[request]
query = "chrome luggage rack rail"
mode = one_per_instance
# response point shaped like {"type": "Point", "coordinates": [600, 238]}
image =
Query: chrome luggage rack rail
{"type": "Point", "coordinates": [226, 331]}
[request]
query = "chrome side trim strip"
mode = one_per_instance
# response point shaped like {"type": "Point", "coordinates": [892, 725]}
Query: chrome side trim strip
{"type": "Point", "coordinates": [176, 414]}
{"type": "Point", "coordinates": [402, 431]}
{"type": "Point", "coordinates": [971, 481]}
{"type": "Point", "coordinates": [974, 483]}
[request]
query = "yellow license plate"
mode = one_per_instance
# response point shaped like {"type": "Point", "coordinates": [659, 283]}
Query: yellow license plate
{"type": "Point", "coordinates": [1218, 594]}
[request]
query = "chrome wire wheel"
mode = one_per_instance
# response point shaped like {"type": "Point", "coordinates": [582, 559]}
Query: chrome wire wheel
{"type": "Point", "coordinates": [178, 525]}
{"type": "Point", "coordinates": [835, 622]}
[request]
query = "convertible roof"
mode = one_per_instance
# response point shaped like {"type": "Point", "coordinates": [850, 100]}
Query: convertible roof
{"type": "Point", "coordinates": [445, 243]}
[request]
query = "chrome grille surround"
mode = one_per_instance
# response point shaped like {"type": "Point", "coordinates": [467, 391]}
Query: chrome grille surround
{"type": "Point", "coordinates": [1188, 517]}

▶ BRIEF: List every line in the listing above that contains the word "license". Case counts.

▶ RESPONSE BELOW:
query = "yellow license plate"
Query: yellow license plate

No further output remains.